**PROMPT**
Please gather every line in the data below that contains the word "roof" and copy each one out in full. Treat case as significant.
begin DATA FOR THIS TASK
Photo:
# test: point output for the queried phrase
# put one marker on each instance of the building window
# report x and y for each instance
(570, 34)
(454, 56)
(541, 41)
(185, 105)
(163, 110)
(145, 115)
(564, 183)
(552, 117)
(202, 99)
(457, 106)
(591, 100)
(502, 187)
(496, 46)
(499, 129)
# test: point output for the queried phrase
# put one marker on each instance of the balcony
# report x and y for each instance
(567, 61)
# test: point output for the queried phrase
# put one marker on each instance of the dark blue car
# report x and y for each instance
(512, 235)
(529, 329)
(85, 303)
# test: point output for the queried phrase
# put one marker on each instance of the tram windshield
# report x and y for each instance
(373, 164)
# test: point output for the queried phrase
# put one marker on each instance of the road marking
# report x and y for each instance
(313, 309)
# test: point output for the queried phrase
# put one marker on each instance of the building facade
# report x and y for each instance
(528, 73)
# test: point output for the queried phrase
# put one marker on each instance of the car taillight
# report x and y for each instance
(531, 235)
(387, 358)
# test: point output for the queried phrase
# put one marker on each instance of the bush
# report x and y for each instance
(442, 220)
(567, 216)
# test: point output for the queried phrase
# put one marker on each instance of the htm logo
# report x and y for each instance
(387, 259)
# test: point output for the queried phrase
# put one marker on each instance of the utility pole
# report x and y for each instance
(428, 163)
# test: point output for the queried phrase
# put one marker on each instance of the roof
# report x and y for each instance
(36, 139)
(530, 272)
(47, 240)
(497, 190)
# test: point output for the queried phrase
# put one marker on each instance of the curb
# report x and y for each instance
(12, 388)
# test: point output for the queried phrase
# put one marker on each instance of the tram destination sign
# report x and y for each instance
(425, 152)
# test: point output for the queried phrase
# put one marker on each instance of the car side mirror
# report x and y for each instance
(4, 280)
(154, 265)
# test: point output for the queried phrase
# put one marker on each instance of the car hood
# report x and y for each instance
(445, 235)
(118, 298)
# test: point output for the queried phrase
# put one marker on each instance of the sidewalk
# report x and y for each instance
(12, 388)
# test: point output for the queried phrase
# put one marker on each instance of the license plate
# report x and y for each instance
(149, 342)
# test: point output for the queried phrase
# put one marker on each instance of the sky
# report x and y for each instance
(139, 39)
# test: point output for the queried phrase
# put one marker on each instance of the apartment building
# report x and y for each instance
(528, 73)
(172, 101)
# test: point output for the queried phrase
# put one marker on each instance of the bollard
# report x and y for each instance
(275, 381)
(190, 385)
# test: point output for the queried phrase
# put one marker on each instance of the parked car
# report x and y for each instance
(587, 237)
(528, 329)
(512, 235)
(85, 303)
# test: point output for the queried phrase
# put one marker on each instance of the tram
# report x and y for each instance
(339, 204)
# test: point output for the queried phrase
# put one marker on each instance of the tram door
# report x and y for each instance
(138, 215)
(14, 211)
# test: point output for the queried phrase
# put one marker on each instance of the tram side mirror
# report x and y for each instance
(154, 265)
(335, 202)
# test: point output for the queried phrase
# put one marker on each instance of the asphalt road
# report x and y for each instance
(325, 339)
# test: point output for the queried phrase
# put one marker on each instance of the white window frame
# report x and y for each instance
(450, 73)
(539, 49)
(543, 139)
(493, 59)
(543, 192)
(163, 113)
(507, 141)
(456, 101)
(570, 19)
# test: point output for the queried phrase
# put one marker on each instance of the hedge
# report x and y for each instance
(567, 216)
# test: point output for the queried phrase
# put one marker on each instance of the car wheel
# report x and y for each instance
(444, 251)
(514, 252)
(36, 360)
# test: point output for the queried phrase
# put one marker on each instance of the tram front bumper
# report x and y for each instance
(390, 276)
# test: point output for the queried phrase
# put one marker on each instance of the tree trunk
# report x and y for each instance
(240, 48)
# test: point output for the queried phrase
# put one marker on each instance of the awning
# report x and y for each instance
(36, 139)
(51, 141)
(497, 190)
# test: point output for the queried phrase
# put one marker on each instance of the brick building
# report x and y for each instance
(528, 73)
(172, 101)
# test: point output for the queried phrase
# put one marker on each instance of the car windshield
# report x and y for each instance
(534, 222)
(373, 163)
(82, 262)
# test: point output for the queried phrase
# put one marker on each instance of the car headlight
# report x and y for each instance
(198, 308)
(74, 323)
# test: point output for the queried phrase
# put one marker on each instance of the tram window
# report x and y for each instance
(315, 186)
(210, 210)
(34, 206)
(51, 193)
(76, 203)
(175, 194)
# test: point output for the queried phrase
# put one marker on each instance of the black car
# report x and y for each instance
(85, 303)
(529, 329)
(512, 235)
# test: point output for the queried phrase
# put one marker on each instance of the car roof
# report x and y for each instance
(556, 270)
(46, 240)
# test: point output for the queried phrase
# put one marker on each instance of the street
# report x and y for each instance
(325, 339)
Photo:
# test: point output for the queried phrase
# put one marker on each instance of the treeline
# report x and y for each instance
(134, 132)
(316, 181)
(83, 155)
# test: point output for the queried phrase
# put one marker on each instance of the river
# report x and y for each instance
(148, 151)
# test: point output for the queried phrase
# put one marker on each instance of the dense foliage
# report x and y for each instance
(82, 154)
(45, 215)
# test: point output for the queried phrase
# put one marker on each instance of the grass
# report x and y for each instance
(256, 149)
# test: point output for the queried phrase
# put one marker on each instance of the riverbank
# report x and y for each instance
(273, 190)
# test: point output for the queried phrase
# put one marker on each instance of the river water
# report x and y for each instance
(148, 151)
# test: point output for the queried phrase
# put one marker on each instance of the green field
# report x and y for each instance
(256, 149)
end DATA FOR THIS TASK
begin DATA FOR THIS TASK
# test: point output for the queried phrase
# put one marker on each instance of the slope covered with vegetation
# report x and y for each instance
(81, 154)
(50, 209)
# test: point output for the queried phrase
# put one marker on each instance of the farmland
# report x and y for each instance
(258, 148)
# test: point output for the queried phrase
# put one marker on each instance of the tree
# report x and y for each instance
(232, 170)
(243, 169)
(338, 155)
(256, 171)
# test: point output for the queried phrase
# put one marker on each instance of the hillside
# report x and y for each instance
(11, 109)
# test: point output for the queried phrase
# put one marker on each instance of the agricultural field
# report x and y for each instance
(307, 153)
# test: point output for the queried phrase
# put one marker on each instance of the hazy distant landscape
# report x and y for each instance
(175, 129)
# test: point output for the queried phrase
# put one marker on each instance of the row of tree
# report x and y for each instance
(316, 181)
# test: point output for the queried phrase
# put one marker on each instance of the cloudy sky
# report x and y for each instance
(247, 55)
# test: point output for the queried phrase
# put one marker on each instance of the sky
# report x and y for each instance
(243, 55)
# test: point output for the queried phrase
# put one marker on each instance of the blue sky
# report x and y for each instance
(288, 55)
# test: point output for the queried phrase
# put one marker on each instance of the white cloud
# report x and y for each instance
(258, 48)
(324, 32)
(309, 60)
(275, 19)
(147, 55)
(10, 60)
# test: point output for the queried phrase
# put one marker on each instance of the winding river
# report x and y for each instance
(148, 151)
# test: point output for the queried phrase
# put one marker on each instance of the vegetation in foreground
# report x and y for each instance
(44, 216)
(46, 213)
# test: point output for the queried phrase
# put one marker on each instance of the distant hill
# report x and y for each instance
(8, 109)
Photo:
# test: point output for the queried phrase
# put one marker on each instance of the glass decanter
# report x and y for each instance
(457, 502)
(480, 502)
end DATA FOR THIS TASK
**SOLUTION TO THIS PROBLEM**
# put one marker on each instance of the roof
# put one marker on each instance of the car roof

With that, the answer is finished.